The Auditor-General of the Federation, Anthony Ayine, made the demand during a recent orientation programme for the 469 legislators-elect for the Senate and House of Representatives. Ayine’s focus was on the “Role of the National Assembly in promoting accountability.” The deeply concerned AGF simply continued from where his immediate past predecessor, Samuel Ukura, stopped.

The importance of the AGF office is expressed in Section 85 (4) of the Constitution, evident in its power “…to conduct periodic checks of all government statutory corporations, commissions, authorities, agencies….” Annually, its report is submitted to the parliament for action.  Curiously, the reports spanning 16 years have been neglected by the legislators, despite being among the best paid globally. “Corruption has stifled economic growth and development in our country,” says Ayine, who stressed that the implementation of the reports’ recommendations will bode well for transparency and accountability in the system.

Any audit report can only be fully considered when a parliament takes a resolution on it and transmits same to the Executive for necessary action. But this ritual is preceded by a painstaking scrutiny of the audit report and summonses of indicted public officials by the Public Accounts Committees of the two chambers of the legislature, whose final reports are considered and adopted in plenary.  So critical is the committee that it is the only parliamentary committee created by the Constitution, in the quest for probity and good governance.

--- Given information ---
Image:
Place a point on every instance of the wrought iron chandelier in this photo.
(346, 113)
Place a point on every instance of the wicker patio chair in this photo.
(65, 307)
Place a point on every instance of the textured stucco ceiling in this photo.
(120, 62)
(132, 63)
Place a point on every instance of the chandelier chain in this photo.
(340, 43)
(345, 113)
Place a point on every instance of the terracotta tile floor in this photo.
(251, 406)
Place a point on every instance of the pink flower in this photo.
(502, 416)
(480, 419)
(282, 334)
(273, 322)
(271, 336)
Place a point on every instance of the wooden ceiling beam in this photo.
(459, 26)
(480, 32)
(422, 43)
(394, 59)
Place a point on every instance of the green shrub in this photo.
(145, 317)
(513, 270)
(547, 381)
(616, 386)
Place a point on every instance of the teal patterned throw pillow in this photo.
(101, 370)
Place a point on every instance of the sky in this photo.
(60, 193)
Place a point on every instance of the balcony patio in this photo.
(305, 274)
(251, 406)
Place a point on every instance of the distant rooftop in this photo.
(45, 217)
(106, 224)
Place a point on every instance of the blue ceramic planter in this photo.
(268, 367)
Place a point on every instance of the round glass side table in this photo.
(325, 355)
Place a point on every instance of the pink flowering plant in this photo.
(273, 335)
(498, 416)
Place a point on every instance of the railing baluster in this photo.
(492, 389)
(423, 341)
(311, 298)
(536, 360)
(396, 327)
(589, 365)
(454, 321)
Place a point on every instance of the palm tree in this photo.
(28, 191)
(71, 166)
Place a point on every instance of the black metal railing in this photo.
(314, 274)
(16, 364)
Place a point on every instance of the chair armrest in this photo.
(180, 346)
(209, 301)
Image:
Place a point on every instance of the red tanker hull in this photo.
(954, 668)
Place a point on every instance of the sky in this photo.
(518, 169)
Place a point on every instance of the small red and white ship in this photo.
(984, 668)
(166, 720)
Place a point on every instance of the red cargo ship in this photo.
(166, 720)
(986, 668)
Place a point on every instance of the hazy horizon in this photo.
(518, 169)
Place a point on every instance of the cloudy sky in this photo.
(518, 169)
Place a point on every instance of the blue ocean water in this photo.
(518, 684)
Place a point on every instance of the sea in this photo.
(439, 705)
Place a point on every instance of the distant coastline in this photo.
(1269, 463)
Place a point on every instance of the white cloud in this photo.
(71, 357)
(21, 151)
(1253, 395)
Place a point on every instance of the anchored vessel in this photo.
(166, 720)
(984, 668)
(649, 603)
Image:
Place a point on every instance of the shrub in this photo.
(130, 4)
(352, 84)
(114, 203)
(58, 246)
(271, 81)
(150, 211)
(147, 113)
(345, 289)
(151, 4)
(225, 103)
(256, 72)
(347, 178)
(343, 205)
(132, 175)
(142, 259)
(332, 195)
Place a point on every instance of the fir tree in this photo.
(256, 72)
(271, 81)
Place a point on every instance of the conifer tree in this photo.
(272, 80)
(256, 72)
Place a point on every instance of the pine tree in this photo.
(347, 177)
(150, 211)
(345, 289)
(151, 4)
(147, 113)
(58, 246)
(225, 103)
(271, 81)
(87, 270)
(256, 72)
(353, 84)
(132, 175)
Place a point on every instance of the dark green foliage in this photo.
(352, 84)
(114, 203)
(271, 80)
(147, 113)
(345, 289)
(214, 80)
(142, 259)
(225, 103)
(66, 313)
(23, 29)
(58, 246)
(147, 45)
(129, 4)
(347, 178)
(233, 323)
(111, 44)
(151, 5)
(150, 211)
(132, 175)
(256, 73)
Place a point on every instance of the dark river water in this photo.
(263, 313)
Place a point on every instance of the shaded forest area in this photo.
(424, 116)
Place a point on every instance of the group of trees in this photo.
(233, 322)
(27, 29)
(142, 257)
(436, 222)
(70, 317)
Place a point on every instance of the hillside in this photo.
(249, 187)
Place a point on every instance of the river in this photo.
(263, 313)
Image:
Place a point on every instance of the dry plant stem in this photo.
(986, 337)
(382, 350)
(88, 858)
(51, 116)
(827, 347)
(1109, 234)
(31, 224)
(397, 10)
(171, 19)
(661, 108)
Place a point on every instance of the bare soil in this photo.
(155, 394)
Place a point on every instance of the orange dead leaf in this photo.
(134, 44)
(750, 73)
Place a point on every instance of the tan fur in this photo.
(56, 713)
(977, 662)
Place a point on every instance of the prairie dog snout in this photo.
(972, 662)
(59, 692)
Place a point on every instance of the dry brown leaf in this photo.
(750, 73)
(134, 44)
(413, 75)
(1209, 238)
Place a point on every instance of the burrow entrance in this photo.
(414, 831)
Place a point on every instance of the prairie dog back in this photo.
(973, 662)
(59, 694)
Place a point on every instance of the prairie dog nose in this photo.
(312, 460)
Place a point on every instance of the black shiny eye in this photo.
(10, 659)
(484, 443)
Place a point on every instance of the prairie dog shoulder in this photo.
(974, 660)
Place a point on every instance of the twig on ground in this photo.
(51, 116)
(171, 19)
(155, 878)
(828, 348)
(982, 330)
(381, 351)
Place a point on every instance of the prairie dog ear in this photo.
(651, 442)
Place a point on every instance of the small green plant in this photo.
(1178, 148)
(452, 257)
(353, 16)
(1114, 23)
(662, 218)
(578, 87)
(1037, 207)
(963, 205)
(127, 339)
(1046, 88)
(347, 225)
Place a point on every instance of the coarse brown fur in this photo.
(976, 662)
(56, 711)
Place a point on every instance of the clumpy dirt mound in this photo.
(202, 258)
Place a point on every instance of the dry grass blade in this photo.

--- Requirements ---
- 1) From the passage on the Auditor-General, list each kind of government body named in the quoted words of Section 85 (4) of the Constitution.
- 2) Answer these questions using the passage on the Auditor-General:
(a) How many legislators-elect took part in the orientation programme?
(b) How many years of audit reports have the legislators neglected?
(c) Which parliamentary committee is the only one created by the Constitution?

--- Solution set ---
- 1)
statutory corporations
commissions
authorities
agencies

- 2)
(a) 469
(b) 16
(c) The Public Accounts Committee